## Problem:
Edit the data below so that every "instance" becomes "region", keeping everything else unchanged, and leave the pictures out of your answer.

------------------------------------

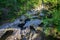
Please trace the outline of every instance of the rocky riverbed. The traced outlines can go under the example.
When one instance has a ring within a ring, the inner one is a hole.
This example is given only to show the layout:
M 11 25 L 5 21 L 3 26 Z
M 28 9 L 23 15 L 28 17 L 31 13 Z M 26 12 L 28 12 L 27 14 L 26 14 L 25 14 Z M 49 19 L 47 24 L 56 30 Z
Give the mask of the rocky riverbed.
M 45 10 L 45 12 L 48 11 Z M 42 10 L 31 10 L 15 19 L 14 22 L 3 24 L 0 26 L 0 40 L 49 40 L 43 32 L 42 19 L 45 16 L 47 14 L 44 14 Z

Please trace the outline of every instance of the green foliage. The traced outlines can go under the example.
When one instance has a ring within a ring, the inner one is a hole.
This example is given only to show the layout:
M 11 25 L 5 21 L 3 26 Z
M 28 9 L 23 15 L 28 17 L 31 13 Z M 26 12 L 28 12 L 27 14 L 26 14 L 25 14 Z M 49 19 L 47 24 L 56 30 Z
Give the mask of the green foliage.
M 0 22 L 11 21 L 40 3 L 41 0 L 0 0 Z

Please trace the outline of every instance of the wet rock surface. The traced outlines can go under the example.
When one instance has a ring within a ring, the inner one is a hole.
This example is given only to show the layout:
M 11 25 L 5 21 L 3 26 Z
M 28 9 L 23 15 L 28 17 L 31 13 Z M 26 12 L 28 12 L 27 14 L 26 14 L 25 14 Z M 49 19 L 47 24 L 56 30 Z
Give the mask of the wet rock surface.
M 46 13 L 46 11 L 44 13 Z M 14 22 L 3 24 L 0 26 L 0 39 L 47 40 L 45 38 L 45 34 L 41 32 L 41 30 L 36 30 L 38 27 L 44 26 L 44 23 L 42 23 L 42 19 L 46 16 L 44 13 L 40 11 L 38 12 L 36 10 L 31 10 L 28 11 L 28 14 L 31 16 L 31 18 L 27 15 L 21 15 L 19 18 L 15 19 Z M 48 15 L 48 18 L 51 18 L 50 14 Z M 15 29 L 10 29 L 10 31 L 9 28 Z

------------------------------------

## Final result:
Please trace the outline of every region of the rocky riverbed. The traced outlines can go under the example.
When one region has a ring within a ring, the inner one is a hole.
This example is given only to show the layout:
M 11 25 L 5 21 L 3 26 Z
M 28 9 L 23 15 L 28 17 L 31 13 Z M 26 12 L 28 12 L 27 14 L 26 14 L 25 14 Z M 49 19 L 47 24 L 56 30 Z
Give the mask of the rocky riverbed.
M 45 10 L 45 12 L 48 11 Z M 42 10 L 31 10 L 15 19 L 14 22 L 3 24 L 0 26 L 0 40 L 49 40 L 43 32 L 42 19 L 45 16 L 47 14 L 44 14 Z

Please trace the outline of every region of the green foliage. The traced outlines can go under the example.
When one region has a ring within a ring, the inner one is a hole.
This example is given only to show the layout:
M 11 25 L 5 21 L 3 26 Z
M 28 9 L 23 15 L 28 17 L 31 13 Z M 26 12 L 28 12 L 27 14 L 26 14 L 25 14 Z M 49 19 L 47 24 L 56 30 Z
Give the mask of the green foliage.
M 0 22 L 11 21 L 40 3 L 41 0 L 0 0 Z

Please trace the outline of every region of the wet rock surface. The traced outlines can go under the example.
When one region has a ring within a ring, the inner one is a hole.
This example is given only to show the layout:
M 11 25 L 5 21 L 3 26 Z
M 28 9 L 23 15 L 28 17 L 31 13 Z M 26 12 L 28 12 L 27 14 L 26 14 L 25 14 Z M 49 19 L 47 24 L 56 30 Z
Give the mask of the wet rock surface.
M 46 13 L 46 11 L 44 13 Z M 14 22 L 3 24 L 0 26 L 0 39 L 47 40 L 45 38 L 45 34 L 41 32 L 41 30 L 36 30 L 38 27 L 44 26 L 44 23 L 42 23 L 42 19 L 46 16 L 44 13 L 40 11 L 38 12 L 36 10 L 31 10 L 28 11 L 28 14 L 31 16 L 31 18 L 27 15 L 21 15 L 19 18 L 15 19 Z M 48 15 L 48 18 L 51 18 L 50 14 Z M 15 29 L 10 29 L 10 31 L 9 28 Z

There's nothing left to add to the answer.